┌──

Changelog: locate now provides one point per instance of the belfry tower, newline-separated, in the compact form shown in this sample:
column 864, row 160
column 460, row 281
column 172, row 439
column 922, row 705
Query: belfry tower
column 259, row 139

└──

-- Activity --
A word-for-word transcription of all the data is needed.

-- Result of the task --
Changelog: locate now provides one point per instance of the belfry tower, newline-separated, in the compact form shown in this sample:
column 864, row 160
column 460, row 281
column 172, row 439
column 922, row 705
Query: belfry tower
column 259, row 139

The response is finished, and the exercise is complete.